[Task inputs]

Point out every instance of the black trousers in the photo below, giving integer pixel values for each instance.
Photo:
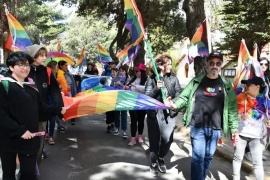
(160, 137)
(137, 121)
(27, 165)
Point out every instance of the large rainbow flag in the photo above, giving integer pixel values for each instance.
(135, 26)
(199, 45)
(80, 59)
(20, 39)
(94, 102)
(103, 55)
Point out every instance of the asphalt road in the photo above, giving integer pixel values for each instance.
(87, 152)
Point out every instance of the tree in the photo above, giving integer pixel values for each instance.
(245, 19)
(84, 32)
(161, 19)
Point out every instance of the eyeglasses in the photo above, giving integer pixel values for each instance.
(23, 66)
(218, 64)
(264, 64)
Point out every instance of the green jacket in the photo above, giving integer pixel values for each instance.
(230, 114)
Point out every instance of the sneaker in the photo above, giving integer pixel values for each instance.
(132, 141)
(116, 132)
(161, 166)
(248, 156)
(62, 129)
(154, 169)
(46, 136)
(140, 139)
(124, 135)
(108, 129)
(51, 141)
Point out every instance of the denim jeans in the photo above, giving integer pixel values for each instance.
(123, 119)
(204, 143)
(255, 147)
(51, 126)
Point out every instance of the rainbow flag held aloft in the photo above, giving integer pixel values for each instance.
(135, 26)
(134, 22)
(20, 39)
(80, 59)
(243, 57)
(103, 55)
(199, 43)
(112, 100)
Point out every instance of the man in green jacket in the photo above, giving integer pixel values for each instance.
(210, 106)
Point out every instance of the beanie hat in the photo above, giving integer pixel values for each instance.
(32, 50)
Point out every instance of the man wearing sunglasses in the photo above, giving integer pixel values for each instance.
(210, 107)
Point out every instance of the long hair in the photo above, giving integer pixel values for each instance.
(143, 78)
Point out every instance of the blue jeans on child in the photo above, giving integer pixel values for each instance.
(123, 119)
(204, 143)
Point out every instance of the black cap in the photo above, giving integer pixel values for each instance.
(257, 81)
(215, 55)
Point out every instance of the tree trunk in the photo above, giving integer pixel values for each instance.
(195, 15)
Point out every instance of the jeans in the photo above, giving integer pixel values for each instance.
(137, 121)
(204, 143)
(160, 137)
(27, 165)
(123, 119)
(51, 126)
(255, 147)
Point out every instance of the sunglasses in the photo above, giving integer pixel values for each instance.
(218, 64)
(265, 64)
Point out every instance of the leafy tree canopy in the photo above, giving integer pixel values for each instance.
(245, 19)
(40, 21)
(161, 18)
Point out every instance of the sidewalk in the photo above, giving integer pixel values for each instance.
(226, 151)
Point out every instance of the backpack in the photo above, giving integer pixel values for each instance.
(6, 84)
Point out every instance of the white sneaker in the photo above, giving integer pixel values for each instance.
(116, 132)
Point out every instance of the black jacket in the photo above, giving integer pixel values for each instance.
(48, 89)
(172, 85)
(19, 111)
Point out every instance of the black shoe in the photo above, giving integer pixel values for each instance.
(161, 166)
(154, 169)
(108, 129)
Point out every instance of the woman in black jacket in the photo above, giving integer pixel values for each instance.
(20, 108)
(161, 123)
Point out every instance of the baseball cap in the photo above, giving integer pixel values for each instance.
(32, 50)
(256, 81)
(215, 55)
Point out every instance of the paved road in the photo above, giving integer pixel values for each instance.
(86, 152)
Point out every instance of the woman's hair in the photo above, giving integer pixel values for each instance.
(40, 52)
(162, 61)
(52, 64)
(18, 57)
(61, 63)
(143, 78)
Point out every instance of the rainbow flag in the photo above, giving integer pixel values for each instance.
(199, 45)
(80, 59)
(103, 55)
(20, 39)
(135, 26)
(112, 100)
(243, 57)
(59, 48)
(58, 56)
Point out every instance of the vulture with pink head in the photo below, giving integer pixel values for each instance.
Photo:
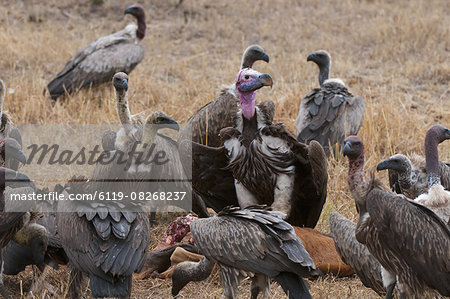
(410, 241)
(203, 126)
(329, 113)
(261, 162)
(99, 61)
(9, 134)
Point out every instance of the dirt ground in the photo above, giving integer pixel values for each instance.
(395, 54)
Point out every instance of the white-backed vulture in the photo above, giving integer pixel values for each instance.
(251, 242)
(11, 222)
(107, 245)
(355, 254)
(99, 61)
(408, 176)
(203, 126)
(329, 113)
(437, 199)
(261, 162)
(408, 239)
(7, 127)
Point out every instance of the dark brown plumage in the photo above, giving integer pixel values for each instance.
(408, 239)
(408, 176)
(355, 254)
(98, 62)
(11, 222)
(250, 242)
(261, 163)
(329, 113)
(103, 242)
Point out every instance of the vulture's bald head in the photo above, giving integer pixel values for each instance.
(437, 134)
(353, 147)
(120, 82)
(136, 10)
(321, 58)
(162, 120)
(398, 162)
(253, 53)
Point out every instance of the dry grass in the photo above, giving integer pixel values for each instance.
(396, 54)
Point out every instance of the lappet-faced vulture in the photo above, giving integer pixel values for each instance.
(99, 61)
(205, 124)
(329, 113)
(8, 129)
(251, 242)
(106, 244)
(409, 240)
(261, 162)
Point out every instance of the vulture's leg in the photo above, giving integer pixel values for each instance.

[/Task inputs]

- [Action item] Take every entry above and transcribe it exactly, with no pictures in the copy.

- [Solution to the exercise]
Point out every instance of the black trousers in the photo below, giving integer pixel values for each instance.
Photo:
(160, 137)
(137, 121)
(27, 165)
Point out every instance of the large rainbow flag in the photo above, giving integer pixel values for each instance.
(135, 26)
(199, 45)
(80, 59)
(20, 39)
(94, 102)
(103, 55)
Point out every instance of the asphalt road in the photo above, giving integer pixel values for each instance.
(87, 152)
Point out every instance of the tree in the photo above, giving integer pixel values for each instance.
(245, 19)
(84, 32)
(161, 19)
Point out every instance of the eyeglasses in the photo above, giving integer pixel values for each instance.
(23, 66)
(218, 64)
(264, 64)
Point out every instance of the green jacket in the photo above, giving integer pixel values for each instance.
(230, 114)
Point out every instance of the sneaker in the photo above, giving integer pixel values for each instance.
(132, 141)
(116, 132)
(161, 166)
(248, 156)
(62, 129)
(154, 169)
(46, 136)
(140, 139)
(124, 135)
(108, 129)
(51, 141)
Point out every instance of the denim jeans in the photo above, giving integer pixel values for each instance.
(123, 119)
(204, 143)
(255, 147)
(51, 126)
Point out every instance of the rainbow flag held aloft in the photo above, giving integer pixel values for each instance.
(135, 26)
(134, 22)
(20, 39)
(80, 59)
(243, 57)
(103, 55)
(199, 43)
(112, 100)
Point out every instance of the man in green jacket in the photo above, giving integer pixel values for each instance.
(210, 106)
Point out every instance of the beanie hat in the photo above, giving integer pixel values for each instance.
(32, 50)
Point out every instance of the man wearing sunglasses in the photo above, giving integer pixel values for each instance.
(210, 107)
Point out every instance of the long hair in the photo above, giving integer pixel values for each instance.
(143, 78)
Point out every instance of the blue jeans on child in the photo above, giving integer pixel values for each instance.
(123, 119)
(204, 143)
Point out every instance of the black cap in the photo above, giving integer pixel values for each instance.
(257, 81)
(215, 55)
Point out every instance of the tree trunk in the photo above, giving integer pixel values for each instance.
(195, 15)
Point out every instance of the jeans in the photo above, giving integer pixel values for each instance.
(137, 121)
(204, 143)
(160, 137)
(27, 165)
(123, 119)
(51, 126)
(255, 147)
Point out every instance of the sunglasses in the photo above, giving integer pixel values for each instance.
(218, 64)
(265, 64)
Point out every instance of the leafy tree canopy in the photo above, giving integer pixel values for each instance.
(245, 19)
(40, 21)
(161, 18)
Point out every instance of the sidewalk in the photo above, giving integer pixel values for each instance.
(226, 151)
Point out every instance of the backpack in the photo above, giving integer pixel values for each instance.
(6, 84)
Point out every instance of the white sneaker in the photo above, giving integer pixel values for each instance.
(116, 132)
Point out every instance of the black jacket in the photo above, giving integer pixel values for each instance.
(48, 89)
(172, 85)
(19, 111)
Point out every instance of the black shoe in the photo above, giving integer pixel values for each instance.
(161, 166)
(154, 169)
(108, 129)
Point out every instance of the woman in black jacket in the photo above, giving integer pixel values for each instance.
(20, 108)
(161, 123)
Point out every instance of the baseball cap in the photo above, giving integer pixel values for each instance.
(32, 50)
(256, 81)
(215, 55)
Point out every instance of the paved road in the photo above, giving integer pixel values for each instance.
(86, 152)
Point out every instance of the woman's hair in the photo above, giving integer pixel values for each instance.
(40, 52)
(162, 61)
(52, 64)
(18, 57)
(61, 63)
(143, 78)
Point out every instance of the rainbow flag in the photo above, giving integer pixel values for each instance.
(199, 45)
(80, 59)
(103, 55)
(20, 39)
(135, 26)
(112, 100)
(243, 57)
(59, 48)
(58, 56)
Point out every instance of the vulture with pink head in the photo below, giving integer pixel values for each instance.
Photo:
(410, 241)
(203, 126)
(329, 113)
(261, 162)
(99, 61)
(9, 134)
Point out every instance of the dirt ground in the photo above, giving integer pixel values for each instance.
(395, 54)
Point out every instance of the white-backed vulture in the photo above, giving integer pixel values for each instance.
(251, 242)
(11, 222)
(107, 245)
(355, 254)
(99, 61)
(408, 176)
(203, 126)
(329, 113)
(437, 199)
(261, 162)
(408, 239)
(7, 127)
Point out every instance of the dark brown plumage in the photo above, giving integer pixel values for each instance.
(408, 239)
(408, 176)
(355, 254)
(98, 62)
(11, 222)
(250, 242)
(261, 163)
(329, 113)
(103, 242)
Point out every instance of the vulture's bald head in the photo above, giving integer pixel values for each instance.
(437, 134)
(353, 147)
(120, 82)
(136, 10)
(321, 58)
(162, 120)
(398, 162)
(253, 53)
Point out every instance of the dry grass in the photo above, giving integer pixel values for each instance.
(396, 54)
Point out every instance of the lappet-faced vulture in the photo above, giving integer pixel values for each instance.
(99, 61)
(205, 124)
(329, 113)
(8, 129)
(251, 242)
(106, 244)
(409, 240)
(261, 162)
Point out every instance of the vulture's leg in the photo above, giving integer pixel values for each instance.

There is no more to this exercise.